Rewrite the listing below with every "pin" swapped for "marker", changing nothing else and leaving out the pictures.

* begin *

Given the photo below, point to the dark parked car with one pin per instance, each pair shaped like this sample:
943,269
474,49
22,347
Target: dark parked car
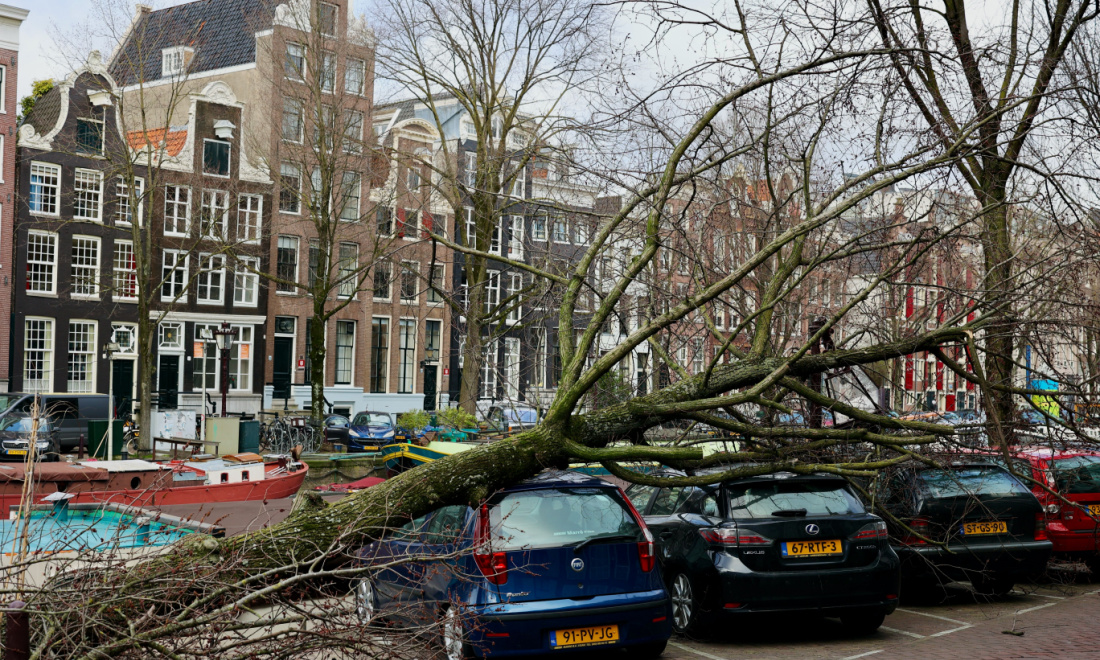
559,562
779,542
991,523
371,431
15,433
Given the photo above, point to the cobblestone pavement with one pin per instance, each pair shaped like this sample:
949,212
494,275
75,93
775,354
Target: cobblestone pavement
1058,618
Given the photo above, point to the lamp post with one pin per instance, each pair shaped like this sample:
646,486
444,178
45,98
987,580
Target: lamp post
224,336
109,350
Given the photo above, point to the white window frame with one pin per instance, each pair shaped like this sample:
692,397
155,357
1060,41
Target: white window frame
180,263
51,266
246,282
94,295
55,188
88,352
250,207
50,336
210,265
116,273
176,205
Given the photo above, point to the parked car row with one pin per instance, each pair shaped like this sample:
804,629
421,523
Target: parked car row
568,561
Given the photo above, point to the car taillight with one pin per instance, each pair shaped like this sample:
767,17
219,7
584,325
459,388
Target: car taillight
647,554
1041,527
871,531
493,565
920,526
732,537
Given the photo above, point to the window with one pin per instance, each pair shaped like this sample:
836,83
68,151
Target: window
41,262
328,73
289,196
125,272
515,285
353,133
345,351
174,275
81,356
383,275
355,76
380,353
406,349
350,196
169,336
539,227
410,281
516,238
89,135
249,217
432,339
295,64
286,266
45,188
438,287
487,388
211,278
492,290
87,195
174,61
349,270
84,266
213,220
560,230
177,210
37,354
123,205
384,216
216,157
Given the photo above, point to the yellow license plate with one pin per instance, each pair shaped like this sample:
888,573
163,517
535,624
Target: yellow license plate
813,548
978,528
583,637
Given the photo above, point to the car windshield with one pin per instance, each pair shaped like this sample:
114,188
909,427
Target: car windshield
552,518
772,499
981,480
18,425
373,419
1078,474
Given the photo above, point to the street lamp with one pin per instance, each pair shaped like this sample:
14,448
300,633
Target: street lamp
224,336
109,350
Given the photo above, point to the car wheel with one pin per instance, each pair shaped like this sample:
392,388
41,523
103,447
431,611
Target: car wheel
993,585
365,602
862,622
454,636
647,651
685,606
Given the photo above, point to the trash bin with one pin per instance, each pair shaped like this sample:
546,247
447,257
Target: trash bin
96,439
250,436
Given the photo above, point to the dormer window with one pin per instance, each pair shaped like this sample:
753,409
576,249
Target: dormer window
175,61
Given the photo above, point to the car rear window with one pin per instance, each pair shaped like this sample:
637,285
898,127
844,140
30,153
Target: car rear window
1078,474
970,481
765,499
556,517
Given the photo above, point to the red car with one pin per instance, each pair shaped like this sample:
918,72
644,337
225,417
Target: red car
1075,474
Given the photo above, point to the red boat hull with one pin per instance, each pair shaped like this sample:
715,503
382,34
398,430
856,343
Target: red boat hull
271,487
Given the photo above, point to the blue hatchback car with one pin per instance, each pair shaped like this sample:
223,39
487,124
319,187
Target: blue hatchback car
557,563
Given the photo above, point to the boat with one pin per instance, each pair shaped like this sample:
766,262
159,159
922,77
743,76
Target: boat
404,455
235,477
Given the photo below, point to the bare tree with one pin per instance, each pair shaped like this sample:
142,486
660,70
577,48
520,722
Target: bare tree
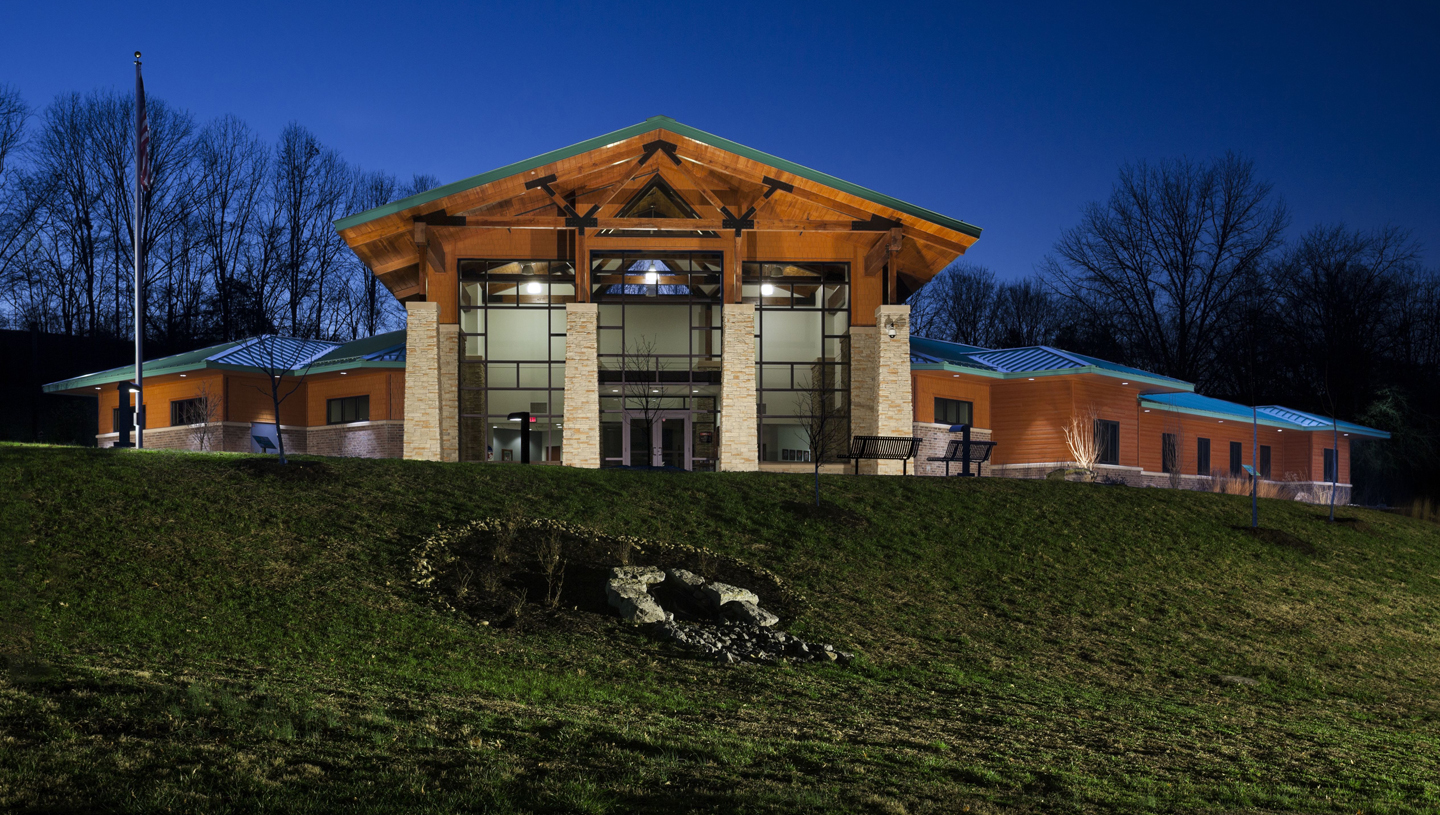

* end *

=== Answer to the problem ===
Given the photo below, point to the dark parked car with one marker per instance, each pair shaped like this sample:
943,269
474,49
22,347
Target: dark parked car
559,562
779,542
991,523
371,431
15,433
Given the photo above, point to the cobblestone pavement with one marker per instance, each pair shaped like this sample:
949,212
494,275
75,93
775,354
Target: cobblestone pavement
1058,618
Given the photo above, point to the lamp post with one marker per instance, each pair shaped like this sample:
646,486
444,178
45,98
987,580
Target: lamp post
224,336
109,350
Given the photo above, point to the white window frame with one marker per instance, each pair shaped like this sample:
692,397
155,357
1060,41
Target: white window frame
180,263
51,266
246,282
94,295
55,188
88,352
250,207
50,336
210,265
116,273
176,205
Given the photo above, point to the parked car row with one marker per instance, each pair shaped like this sample:
804,629
421,523
Target: parked car row
568,561
Given the photo above, point to the car taillight with one marker per instance, each pair shaped like this sample:
767,17
219,7
584,325
459,388
Target: car taillight
647,554
1041,527
871,531
493,565
920,526
732,537
Given the photo above, point to the window with one marker per instance, each pair shaped like this sample:
836,83
68,151
Target: window
41,262
328,73
289,196
125,272
515,285
353,133
345,351
174,275
81,356
383,275
355,76
380,353
406,349
350,196
169,336
539,227
410,281
516,238
89,135
249,217
432,339
295,64
286,266
45,188
438,287
487,388
211,278
492,290
87,195
174,61
349,270
84,266
213,220
560,230
177,210
37,354
123,205
384,216
216,157
Given the photo above, point to the yellow license plate with one marker per instance, each pair shaped like this sample:
888,573
163,517
535,624
Target: yellow license plate
813,548
978,528
583,637
Given the photo above, point to the car windshield with one marker per instance, each pair shaped like this sample:
114,188
909,427
Target: car windshield
552,518
772,499
981,480
18,425
373,419
1078,474
Given the photo above, point to the street lamp with one marker per instance, each pair shaped like this sample:
14,448
300,633
Target: street lamp
224,336
109,350
Given the photo above, point to the car wheel with one marker per instance, each pair shaped like this sample:
392,388
41,523
103,447
431,611
Target: car wheel
993,585
365,602
862,622
454,636
647,651
685,606
Given the photo above, point to the trash bin with one marker per instance, each pair shaped like this sample:
546,247
447,257
Target: trash bin
96,439
250,436
Given the photo above, point to the dormer window with one marker per instance, each pair shaped like this sample:
753,409
576,249
Target: dormer window
175,61
Given the photo above, point to the car rear window with one marker per instance, each pair shaped like this sample:
637,285
898,127
844,140
30,153
Target: car rear window
1078,474
970,481
765,499
556,517
Given the photo above, point to the red car with one marker per instance, each pair shaped like this sample:
918,72
644,337
225,417
Target: red car
1075,474
Given the photo above, point to the red boat hull with one marker per instance, each pair shaped like this sample:
715,503
382,34
398,430
856,343
Target: red boat hull
271,487
Given the photo above, point to the blue hatchback car with one marker per instance, each pair shaped like this sample:
223,39
487,124
319,187
Target: blue hatchback car
557,563
Given the photo above, point to the boat with one marker per instance, each pair shaped like this sample:
766,262
159,159
922,77
743,76
Target: boat
404,455
235,477
Given the photo below, point to the bare tree with one marker per instance, each pair shaped like this sample:
142,486
660,70
577,48
520,722
Target: bare tree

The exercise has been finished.